— Begin Extracted data —
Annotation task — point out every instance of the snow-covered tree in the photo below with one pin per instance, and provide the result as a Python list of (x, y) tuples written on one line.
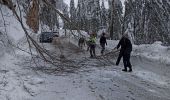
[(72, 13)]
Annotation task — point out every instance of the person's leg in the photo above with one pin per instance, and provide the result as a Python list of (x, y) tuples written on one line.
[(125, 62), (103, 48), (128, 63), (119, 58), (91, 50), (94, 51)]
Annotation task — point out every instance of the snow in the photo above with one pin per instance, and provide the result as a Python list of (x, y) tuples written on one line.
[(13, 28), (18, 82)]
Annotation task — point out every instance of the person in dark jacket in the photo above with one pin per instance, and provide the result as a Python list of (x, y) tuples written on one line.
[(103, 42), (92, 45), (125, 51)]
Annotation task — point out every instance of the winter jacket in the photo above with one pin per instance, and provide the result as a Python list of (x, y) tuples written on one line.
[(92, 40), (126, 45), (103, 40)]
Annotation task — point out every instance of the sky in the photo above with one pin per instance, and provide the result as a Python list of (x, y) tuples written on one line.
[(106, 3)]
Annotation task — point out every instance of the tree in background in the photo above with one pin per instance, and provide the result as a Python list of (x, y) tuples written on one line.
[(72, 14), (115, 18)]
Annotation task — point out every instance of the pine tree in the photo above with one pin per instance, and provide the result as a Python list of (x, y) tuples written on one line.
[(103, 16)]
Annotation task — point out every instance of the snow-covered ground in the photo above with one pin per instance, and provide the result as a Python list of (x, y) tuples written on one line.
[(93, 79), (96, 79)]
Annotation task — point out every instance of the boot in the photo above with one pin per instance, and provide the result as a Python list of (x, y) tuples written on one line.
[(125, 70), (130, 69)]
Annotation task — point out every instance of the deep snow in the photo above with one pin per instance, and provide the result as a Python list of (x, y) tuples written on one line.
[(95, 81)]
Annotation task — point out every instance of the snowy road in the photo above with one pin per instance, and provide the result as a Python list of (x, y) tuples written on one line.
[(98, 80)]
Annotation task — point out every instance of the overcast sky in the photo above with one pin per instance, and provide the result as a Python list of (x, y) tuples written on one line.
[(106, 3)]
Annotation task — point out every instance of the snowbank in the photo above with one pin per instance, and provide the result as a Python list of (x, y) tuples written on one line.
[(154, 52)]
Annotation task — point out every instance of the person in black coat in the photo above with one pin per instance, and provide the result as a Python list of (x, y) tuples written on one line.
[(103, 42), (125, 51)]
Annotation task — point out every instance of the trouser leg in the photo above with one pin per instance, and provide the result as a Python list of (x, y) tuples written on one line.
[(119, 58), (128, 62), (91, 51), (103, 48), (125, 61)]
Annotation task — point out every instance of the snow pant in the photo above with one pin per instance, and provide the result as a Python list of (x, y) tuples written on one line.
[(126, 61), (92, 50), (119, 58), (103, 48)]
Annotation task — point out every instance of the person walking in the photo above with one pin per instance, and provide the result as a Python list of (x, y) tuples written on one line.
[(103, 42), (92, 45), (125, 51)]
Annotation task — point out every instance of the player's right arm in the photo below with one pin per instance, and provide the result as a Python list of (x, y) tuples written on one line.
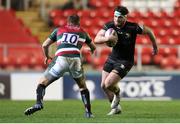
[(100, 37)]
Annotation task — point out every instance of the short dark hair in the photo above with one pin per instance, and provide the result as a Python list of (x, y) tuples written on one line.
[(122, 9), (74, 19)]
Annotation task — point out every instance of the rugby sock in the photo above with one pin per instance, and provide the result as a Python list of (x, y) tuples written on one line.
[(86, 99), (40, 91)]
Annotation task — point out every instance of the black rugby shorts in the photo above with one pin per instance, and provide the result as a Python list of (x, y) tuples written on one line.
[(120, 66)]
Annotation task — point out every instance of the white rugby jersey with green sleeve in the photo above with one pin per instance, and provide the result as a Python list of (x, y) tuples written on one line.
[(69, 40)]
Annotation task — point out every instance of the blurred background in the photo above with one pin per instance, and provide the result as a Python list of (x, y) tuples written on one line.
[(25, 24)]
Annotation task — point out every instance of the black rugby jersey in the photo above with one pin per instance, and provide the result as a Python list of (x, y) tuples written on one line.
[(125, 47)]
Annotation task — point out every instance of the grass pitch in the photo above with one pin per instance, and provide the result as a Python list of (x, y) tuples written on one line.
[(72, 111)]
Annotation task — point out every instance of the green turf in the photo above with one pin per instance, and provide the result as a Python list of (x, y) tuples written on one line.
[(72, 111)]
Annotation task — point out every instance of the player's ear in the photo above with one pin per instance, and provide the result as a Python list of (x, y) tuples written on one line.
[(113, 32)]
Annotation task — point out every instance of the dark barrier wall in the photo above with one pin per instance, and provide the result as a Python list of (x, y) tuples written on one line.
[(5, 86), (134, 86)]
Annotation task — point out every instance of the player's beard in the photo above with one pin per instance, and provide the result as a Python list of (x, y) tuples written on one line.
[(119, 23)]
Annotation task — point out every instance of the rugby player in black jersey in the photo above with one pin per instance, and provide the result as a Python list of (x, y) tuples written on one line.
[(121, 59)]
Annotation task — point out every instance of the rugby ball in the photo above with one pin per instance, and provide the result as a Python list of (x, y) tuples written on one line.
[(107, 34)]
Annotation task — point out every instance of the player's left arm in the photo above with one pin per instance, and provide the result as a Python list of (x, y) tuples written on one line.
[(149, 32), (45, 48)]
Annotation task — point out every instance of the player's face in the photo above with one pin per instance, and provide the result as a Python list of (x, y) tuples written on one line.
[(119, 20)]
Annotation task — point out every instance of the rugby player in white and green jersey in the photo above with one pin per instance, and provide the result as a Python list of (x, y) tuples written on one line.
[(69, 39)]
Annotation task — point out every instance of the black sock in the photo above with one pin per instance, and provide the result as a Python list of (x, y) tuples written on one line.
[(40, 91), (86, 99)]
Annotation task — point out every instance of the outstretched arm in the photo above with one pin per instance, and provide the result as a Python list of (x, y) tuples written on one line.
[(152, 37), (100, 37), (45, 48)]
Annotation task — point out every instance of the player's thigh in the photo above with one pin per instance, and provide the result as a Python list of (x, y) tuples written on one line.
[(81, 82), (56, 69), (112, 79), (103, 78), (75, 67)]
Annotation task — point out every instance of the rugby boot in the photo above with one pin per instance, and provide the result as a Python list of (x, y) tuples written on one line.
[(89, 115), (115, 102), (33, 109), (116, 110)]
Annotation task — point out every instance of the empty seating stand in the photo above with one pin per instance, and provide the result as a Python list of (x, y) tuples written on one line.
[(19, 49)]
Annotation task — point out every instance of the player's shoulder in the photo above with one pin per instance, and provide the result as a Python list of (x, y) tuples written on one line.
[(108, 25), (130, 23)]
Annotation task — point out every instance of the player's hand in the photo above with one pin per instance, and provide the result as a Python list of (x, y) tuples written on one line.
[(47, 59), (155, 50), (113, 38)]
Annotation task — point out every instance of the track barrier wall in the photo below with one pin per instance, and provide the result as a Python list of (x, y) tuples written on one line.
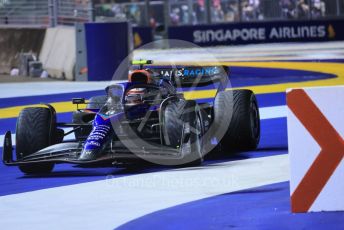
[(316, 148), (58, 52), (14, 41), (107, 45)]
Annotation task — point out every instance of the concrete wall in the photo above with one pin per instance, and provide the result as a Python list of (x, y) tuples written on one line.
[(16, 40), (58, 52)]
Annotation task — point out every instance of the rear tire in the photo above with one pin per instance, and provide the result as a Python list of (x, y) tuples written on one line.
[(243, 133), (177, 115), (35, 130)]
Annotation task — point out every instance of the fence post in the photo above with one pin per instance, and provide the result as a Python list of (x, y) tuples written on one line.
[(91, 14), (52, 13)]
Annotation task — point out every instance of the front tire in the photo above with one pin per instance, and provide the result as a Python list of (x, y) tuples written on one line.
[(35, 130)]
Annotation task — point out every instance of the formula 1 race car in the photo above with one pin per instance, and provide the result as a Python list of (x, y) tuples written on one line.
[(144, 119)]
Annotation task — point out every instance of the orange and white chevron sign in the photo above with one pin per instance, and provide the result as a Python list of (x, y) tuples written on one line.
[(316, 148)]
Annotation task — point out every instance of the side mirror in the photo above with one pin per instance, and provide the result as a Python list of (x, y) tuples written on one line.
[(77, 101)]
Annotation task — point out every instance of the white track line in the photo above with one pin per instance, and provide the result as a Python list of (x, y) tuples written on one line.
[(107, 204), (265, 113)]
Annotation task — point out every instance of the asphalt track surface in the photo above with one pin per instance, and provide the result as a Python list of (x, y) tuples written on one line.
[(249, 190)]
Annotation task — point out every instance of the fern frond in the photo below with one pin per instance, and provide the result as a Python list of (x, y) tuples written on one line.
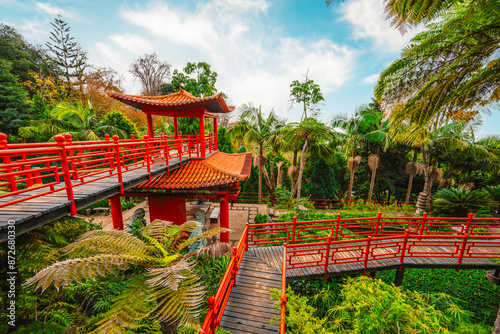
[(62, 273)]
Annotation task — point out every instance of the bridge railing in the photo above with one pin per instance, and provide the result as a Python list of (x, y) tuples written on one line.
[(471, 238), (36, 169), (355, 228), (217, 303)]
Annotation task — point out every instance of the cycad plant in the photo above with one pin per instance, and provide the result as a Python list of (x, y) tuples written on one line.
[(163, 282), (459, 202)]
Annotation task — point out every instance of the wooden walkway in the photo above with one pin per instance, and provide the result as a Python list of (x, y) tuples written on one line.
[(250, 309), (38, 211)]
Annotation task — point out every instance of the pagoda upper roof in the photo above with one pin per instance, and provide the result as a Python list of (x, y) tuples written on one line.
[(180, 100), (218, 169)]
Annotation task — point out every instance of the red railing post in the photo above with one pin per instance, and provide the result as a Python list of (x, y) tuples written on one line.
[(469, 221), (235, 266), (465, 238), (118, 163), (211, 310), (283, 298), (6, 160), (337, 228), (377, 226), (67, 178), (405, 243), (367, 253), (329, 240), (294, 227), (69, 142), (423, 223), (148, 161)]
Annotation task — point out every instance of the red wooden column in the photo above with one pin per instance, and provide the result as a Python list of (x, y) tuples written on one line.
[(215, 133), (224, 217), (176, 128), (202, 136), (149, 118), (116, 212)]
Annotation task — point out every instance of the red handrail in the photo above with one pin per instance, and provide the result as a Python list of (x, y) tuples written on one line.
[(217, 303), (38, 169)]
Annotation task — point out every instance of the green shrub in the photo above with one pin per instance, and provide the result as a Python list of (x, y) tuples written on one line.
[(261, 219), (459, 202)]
— End Extracted data —
— Begin Extracted data —
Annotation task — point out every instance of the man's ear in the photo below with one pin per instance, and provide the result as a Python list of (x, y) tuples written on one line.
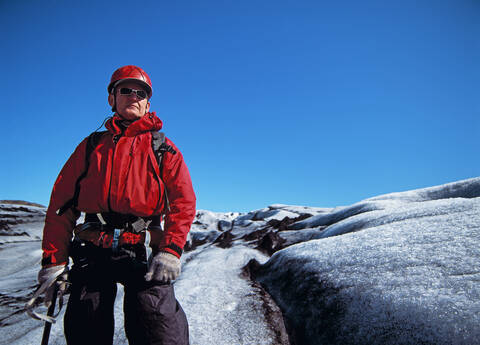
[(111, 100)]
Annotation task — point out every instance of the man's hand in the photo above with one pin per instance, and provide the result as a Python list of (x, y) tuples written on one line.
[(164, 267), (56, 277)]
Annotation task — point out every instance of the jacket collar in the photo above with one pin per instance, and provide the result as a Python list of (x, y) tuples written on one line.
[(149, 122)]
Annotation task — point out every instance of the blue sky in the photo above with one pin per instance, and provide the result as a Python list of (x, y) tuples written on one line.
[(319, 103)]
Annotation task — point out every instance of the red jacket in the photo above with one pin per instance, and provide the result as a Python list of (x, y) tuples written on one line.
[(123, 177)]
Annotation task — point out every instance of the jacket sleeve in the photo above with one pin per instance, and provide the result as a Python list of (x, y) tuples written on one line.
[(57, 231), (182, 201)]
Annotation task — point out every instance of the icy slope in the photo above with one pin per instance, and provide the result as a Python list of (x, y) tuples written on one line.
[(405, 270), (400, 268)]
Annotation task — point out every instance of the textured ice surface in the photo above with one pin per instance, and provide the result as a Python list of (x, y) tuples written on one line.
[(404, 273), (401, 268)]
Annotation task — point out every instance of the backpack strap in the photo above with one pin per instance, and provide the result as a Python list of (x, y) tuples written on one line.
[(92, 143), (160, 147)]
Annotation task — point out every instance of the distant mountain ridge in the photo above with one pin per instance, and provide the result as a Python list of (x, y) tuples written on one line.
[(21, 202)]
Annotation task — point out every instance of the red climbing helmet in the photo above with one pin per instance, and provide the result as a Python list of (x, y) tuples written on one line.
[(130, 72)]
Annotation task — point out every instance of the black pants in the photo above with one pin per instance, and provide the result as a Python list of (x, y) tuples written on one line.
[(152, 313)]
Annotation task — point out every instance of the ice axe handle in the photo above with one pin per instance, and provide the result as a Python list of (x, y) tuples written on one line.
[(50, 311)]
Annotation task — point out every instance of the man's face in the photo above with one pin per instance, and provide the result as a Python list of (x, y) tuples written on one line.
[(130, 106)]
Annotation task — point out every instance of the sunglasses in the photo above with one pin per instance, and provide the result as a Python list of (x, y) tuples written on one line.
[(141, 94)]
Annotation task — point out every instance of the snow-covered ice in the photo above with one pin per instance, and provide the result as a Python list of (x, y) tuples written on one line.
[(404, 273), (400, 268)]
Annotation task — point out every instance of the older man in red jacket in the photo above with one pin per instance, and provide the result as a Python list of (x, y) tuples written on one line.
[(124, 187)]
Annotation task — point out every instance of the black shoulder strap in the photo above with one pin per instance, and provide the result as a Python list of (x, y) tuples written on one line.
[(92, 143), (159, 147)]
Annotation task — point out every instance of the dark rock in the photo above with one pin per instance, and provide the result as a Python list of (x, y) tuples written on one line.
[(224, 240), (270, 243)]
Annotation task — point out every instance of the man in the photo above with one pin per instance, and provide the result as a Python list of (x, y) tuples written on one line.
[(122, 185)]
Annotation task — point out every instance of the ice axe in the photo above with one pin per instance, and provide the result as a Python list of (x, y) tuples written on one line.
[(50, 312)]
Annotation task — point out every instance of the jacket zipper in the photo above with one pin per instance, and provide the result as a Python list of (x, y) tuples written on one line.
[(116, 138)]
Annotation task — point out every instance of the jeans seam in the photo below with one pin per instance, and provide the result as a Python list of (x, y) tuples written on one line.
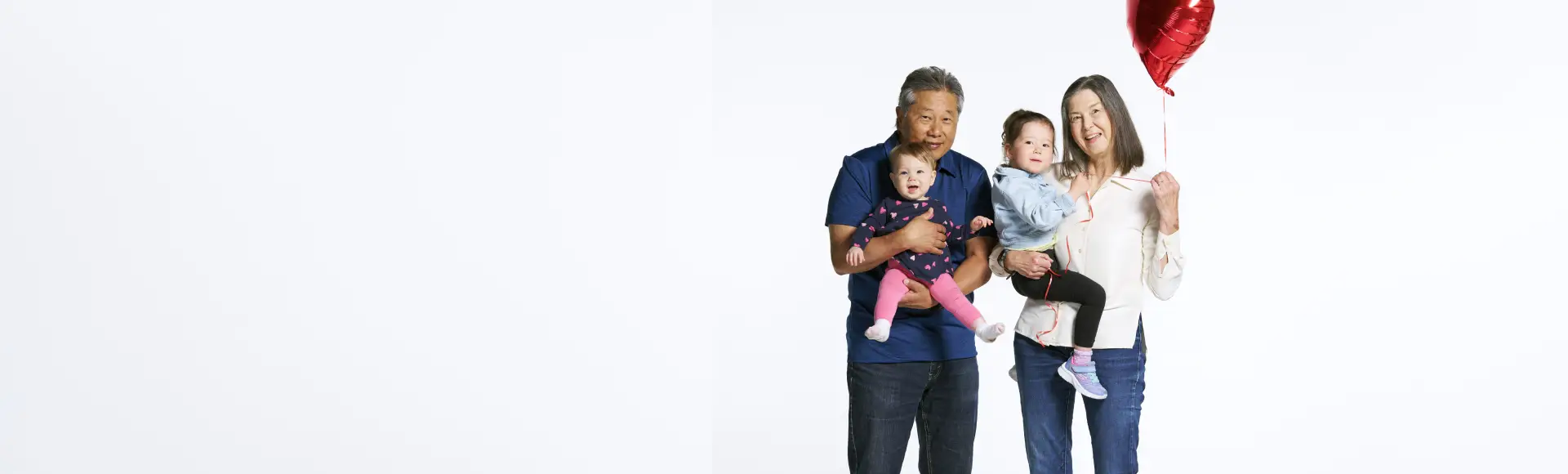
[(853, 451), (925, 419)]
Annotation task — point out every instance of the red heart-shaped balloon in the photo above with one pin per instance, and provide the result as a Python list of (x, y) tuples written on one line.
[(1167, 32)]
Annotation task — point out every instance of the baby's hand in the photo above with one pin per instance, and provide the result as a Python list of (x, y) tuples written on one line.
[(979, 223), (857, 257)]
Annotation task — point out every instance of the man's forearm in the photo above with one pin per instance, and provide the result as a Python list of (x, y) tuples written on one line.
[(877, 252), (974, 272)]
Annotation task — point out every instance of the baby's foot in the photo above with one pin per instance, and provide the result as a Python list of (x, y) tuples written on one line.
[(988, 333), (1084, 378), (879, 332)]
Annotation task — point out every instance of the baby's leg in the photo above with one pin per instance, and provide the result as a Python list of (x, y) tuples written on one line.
— End Extracted data —
→ **Task objective**
Starting at the line that contains "Annotation task — point out every instance of the jacket sleeve" and ending at the line that contains "[(50, 311)]", both included, express those lines of the records as a JSON list of strings, one string per line. Leave out any blank lines.

→ **Result below**
[
  "Annotation task — point out every instance of the jacket sleeve in the photo above with one pin per instance, and provide the result as a Python list of (x, y) tuples written on one line.",
  "[(57, 231), (182, 201)]",
  "Annotation task — point out every instance of the icy slope in the photo above with one pin per instance, and provide the result as a Python list of (x, y) tuples written on one line.",
  "[(405, 270), (400, 268)]",
  "Annotation task — point out every instance of the textured ice surface in the photo above with one pin per instance, and provide the result as a Python list of (x, y) tuples written on one line.",
  "[(404, 273), (401, 268)]",
  "Annotation task — point out every instance of the backpack strap in the photo above with one pin per instance, and provide the result as a Python list of (x, y) tuples written on one line.",
  "[(92, 143), (160, 147)]",
  "Annotation task — point out every instance of the distant mountain ridge in the photo above with one pin per instance, and provide the result as a Python list of (x, y) tuples written on one line.",
  "[(21, 202)]",
  "Annotation task — point out every instance of the red climbing helmet in the photo above with one pin per instance, and provide the result as a Python list of (x, y) tuples written on one line.",
  "[(130, 72)]",
  "Annotation task — point out every instance of the black pants in the photo above with one pin per instance, and provide the result as a Python list of (x, y) tuples written on one line.",
  "[(152, 313)]",
  "Annotation task — point out every instance of the ice axe handle in the photo above with one pin per instance, and provide the result as a Python list of (x, y) tuples written on one line.",
  "[(50, 311)]"
]